### TEXTO DE ESTUDO
--*--

A petista, no entanto, pode sofrer resistência no reduto em que a influência católica e evangélica é forte. "Marina foi a única que colocava a questão do aborto para ser decidida em plebiscito, de acordo com a vontade popular", diz Dóris. "Assim como a Dilma, o Serra diz que o aborto é questão de saúde pública. Se mudar de posição agora vai ser por conveniência", declara. No segundo turno, a líder comunitária afirma que não defenderá nem PT nem PSDB, porque o tucano também não é contra o aborto. Ela cita uma norma técnica assinada por Serra em 1998, quando ele era ministro da Saúde, que permite o aborto seja realizado pelo SUS em casos permitidos por lei: estupro e quando há risco de a gestante morrer.
Fundadora da Associação Nacional Mulheres pela Vida, Dóris continuará a divulgar os folhetos contra Dilma. A pedagoga de 49 anos, casada, mãe de dois filhos, diz que começou a "militar" contra o aborto quando era professora da rede pública. "Via muitas meninas de 15 anos fazendo aborto", conta. No início dos anos 90, começou a fazer um trabalho de conscientização em escolas sobre educação sexual e defendia a abstinência sexual às crianças e jovens. "Naquela época não tinha uma política pública de contracepção. Falávamos para os jovens não ter relação sexual, mas os que decidiam por exercer sua sexualidade nós ensinávamos a fazer o planejamento familiar". Junto com outras professoras, Dóris fundou a associação e mantém casas para acolher grávidas, vítimas de violência e crianças. Católica, a líder comunitária ressalta que a entidade que fundou não está vinculada a nenhum partido político nem a religião. "Temos espíritas, batistas e evangélicas."

--*--

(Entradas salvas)
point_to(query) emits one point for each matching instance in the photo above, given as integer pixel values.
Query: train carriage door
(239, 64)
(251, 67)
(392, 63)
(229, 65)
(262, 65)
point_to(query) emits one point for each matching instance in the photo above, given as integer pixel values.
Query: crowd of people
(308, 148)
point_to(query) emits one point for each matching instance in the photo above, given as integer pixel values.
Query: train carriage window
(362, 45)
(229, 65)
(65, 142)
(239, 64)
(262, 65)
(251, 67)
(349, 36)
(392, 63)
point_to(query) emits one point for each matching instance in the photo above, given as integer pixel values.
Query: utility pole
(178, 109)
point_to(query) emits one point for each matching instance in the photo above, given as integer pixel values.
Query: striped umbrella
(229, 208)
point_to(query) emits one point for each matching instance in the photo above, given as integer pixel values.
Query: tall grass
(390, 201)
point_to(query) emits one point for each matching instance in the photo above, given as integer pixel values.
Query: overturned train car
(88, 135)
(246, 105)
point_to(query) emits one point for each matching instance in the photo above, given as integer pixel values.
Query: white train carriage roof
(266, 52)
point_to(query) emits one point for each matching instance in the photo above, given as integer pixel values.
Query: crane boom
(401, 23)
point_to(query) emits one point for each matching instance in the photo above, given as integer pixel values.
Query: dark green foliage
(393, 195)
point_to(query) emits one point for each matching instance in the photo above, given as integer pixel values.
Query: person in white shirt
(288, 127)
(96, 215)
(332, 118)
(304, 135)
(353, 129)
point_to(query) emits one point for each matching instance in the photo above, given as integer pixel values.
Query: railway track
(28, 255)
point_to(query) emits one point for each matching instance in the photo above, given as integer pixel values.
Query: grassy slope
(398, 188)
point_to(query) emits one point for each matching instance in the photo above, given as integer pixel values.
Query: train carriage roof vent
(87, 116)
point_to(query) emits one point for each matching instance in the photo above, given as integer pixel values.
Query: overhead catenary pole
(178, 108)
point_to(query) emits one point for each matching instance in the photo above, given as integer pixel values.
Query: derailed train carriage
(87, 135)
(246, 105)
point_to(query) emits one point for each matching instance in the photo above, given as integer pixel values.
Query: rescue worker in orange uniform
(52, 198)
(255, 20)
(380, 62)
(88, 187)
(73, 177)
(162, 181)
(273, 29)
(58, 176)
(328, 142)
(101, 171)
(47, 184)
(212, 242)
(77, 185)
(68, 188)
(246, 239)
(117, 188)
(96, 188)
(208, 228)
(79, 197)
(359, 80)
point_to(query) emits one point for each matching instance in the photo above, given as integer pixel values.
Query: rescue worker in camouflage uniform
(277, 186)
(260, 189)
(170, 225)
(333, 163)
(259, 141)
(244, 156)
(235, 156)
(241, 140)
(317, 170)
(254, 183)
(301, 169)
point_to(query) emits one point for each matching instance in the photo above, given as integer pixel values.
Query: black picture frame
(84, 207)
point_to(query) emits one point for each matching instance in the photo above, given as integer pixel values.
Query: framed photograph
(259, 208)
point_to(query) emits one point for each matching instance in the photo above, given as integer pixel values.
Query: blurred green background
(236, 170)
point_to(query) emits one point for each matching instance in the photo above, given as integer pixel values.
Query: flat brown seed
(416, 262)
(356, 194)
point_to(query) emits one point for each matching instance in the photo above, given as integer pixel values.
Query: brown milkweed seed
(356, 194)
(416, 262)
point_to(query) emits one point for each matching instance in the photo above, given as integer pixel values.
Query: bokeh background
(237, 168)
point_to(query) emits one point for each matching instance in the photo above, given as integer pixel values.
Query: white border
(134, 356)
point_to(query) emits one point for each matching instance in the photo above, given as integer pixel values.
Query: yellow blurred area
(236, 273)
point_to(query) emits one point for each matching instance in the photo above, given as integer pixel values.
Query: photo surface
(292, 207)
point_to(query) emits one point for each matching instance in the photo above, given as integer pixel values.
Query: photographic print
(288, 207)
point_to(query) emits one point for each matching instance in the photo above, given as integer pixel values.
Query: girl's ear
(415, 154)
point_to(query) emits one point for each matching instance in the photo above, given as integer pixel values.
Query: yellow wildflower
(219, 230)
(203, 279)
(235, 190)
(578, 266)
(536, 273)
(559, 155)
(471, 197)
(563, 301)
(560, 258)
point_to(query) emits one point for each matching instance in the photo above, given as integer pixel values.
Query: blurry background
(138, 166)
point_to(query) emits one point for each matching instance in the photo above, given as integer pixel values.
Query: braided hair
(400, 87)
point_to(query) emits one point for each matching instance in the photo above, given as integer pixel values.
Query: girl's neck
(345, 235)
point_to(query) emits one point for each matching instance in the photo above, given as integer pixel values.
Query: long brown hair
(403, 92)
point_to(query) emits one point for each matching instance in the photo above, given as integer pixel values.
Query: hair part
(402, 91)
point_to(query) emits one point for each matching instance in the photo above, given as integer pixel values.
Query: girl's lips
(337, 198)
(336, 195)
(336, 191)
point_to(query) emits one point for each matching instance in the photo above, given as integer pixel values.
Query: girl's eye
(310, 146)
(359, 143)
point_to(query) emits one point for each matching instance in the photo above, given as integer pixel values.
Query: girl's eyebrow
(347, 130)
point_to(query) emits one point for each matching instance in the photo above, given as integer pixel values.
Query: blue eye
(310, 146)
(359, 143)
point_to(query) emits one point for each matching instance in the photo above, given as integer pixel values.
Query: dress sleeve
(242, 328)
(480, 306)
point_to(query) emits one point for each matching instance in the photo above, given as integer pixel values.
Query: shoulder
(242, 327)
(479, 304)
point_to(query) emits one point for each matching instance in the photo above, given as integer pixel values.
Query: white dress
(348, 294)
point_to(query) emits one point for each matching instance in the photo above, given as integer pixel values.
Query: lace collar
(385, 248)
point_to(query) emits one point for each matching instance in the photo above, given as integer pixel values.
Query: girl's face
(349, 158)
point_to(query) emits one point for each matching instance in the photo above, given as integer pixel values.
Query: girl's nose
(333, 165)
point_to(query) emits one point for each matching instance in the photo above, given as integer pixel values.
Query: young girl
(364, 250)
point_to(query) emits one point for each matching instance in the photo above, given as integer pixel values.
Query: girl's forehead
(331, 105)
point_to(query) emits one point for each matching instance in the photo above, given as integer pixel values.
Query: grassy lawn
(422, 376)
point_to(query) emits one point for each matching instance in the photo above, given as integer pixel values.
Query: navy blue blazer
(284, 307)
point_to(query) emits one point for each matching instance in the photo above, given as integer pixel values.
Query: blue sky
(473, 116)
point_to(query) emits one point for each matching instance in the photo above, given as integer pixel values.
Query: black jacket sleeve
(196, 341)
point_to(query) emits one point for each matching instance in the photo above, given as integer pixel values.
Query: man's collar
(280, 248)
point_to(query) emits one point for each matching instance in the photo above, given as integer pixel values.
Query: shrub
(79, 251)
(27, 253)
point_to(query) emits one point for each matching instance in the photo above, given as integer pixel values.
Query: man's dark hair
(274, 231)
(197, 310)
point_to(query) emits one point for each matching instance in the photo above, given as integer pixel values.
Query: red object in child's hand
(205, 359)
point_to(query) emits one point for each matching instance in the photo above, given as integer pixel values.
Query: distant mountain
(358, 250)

--*--

### TAREFA
Continue o texto sobre Dóris e sua militância contra o aborto a partir da última frase apresentada. Os dados não têm nenhum papel nesta atividade.

### RESPOSTA
Também auto-intitulado suprapartidário e suprarreligioso, o Movimento Nacional da Cidadania Pela Vida - Brasil Sem Aborto cobrou dos candidatos durante a campanha eleitoral o compromisso de vetar projetos de lei que permitam a realização do aborto. Segundo o movimento, 140 candidatos assinaram o compromisso, que foi registrado em cartório. Nenhum dos postulantes à Presidência assinou o compromisso, apenas o vice de Serra, Indio da Costa.
O movimento, no entanto, direcionou suas críticas à candidata do PT e questiona tanto a posição do partido sobre o aborto quanto a de Dilma. "Ela usa uma linguagem genérica ao defender a valorização da vida", diz Lenise Garcia, presidente do movimento. "Os dois candidatos precisam se posicionar de uma maneira clara sobre o aborto, mas vejo que Serra não defende mudanças na legislação para aumentar os casos que permitam o aborto. Já o PT se mostrou a favor da legalização", diz Lenise.
Católica, ligada à Opus Dei, Lenise tem 54 anos, é professora do Departamento de Biologia da Universidade de Brasília (UnB) e integra a comissão de bioética da Conferência Nacional dos Bispos do Brasil (CNBB). O vice presidente, Jaime Ferreira Lopes, é chefe de gabinete do deputado Luiz Bassuma (PV), que saiu do PT por discordar da visão do partido sobre o aborto.
O movimento, segundo Lenise, fez 11 marchas contra o aborto e em cada uma reuniu cerca de 5 mil pessoas, em Recife, Brasília, São Paulo e em Goiânia. O grupo formou-se em 2006 para impedir a votação no Congresso de projetos que permitam o aborto.